Data records
....

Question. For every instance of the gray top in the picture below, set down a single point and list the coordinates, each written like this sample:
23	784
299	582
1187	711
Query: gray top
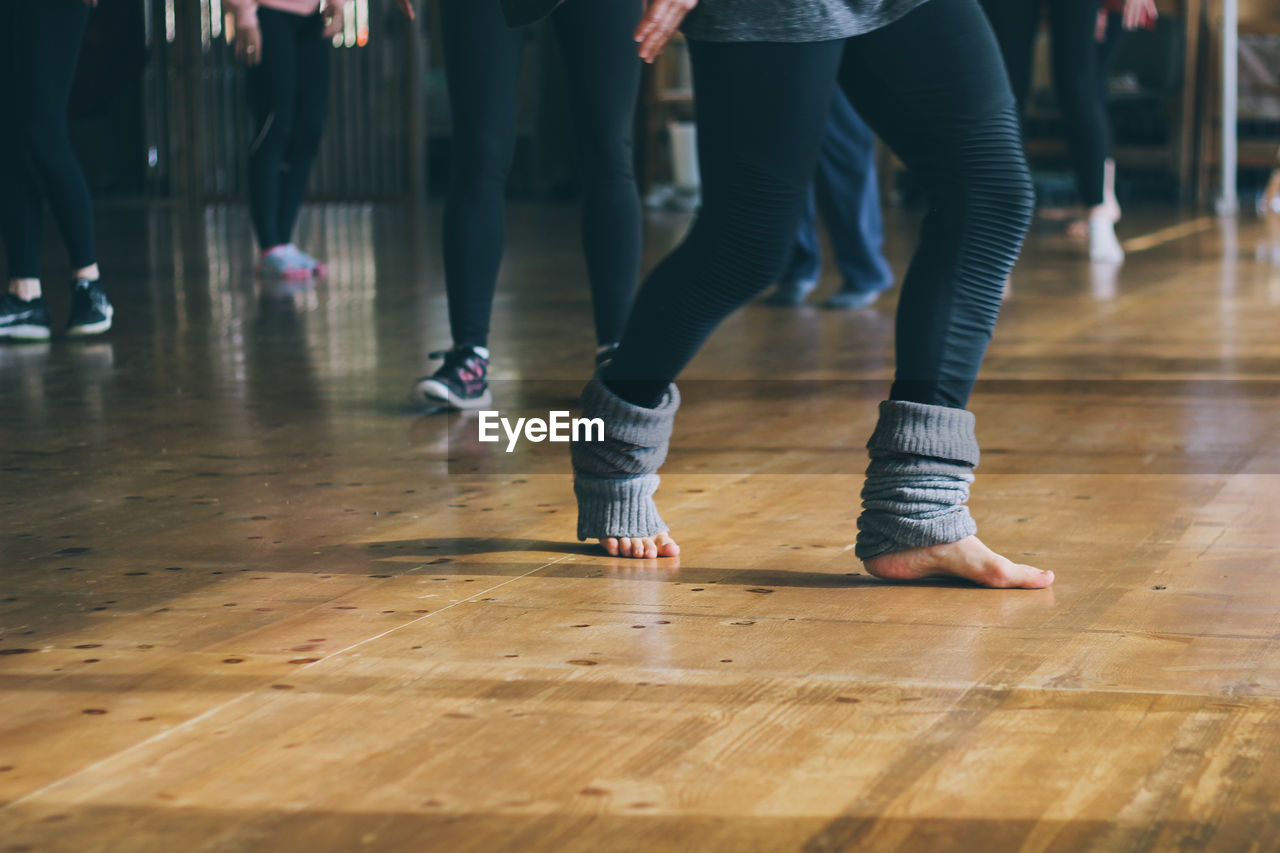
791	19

....

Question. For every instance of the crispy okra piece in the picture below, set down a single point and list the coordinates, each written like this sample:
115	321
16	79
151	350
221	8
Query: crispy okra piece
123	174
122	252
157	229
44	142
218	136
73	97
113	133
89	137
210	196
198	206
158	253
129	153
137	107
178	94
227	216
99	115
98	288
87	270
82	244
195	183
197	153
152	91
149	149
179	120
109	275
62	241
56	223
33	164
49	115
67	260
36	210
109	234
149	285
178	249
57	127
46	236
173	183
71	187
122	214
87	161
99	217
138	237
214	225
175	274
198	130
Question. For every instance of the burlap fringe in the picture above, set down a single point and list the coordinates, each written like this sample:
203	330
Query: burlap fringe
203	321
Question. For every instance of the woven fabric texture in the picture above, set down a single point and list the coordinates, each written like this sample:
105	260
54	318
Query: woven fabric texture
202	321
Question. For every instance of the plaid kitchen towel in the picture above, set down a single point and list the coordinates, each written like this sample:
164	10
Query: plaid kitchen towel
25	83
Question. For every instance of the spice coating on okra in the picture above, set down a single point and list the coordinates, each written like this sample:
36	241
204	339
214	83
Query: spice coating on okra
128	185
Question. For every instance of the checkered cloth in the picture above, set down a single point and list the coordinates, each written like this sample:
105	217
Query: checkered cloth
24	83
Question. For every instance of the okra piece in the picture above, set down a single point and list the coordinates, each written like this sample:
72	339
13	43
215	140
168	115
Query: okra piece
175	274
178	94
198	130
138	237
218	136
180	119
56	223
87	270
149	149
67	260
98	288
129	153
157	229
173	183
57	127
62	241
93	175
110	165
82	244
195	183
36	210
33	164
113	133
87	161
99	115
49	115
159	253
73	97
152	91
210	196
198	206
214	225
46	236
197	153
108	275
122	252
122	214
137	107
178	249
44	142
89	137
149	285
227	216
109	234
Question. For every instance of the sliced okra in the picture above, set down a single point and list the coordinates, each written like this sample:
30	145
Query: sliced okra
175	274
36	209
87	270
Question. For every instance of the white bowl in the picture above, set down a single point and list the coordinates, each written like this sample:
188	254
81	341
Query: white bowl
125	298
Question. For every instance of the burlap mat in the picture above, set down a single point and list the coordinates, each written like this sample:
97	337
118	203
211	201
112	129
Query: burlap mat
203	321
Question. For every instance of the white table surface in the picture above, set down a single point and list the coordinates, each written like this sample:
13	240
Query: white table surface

....

§ AIM
Which lines of the material above contain the word "every"? Show each of them in full, treating uppercase and lowercase as different.

§ RESPONSE FOR THIS EXERCISE
Question. For every instance of the gray top in the picture below, set down a single point and list the coordinates, each written like this sample:
Question. For every instance of the crispy okra piece in the picture below, set down a single point and list the coordinates, each written like this sample:
Question. For every instance of the burlap fringe in the picture above, set down a single point and list the coordinates, each written like this sample:
Question. For every instance of the woven fabric texture in the picture above, set down a single point and list the coordinates, each written like this sample:
Question. For every instance of the plaid kitchen towel in the picture above, set down a single point and list the coordinates, each written like this sample:
Question. For every instance of the spice coating on okra in the picture above, set down a single point and list the coordinates, each written like this sample:
Question. For every instance of the checkered cloth in the picture above, set down a single point and list the coordinates, each written like this sample:
Question. For every instance of the okra piece in the picture above, set down a single point and list the coordinates, each written like this sample:
Question. For every instance of the sliced okra in the picture above, set down a single point and list the coordinates, each written like this sample:
Question. For every instance of the white bowl in the picture above, set down a single point and list the coordinates, each written like this sample:
Question. For every instance of the burlap mat in the picture above, set down a single point and list the coordinates, each written like this sample:
Question. For every instance of the white table surface in the picture above, set down a single point and list the coordinates, each written like this sample:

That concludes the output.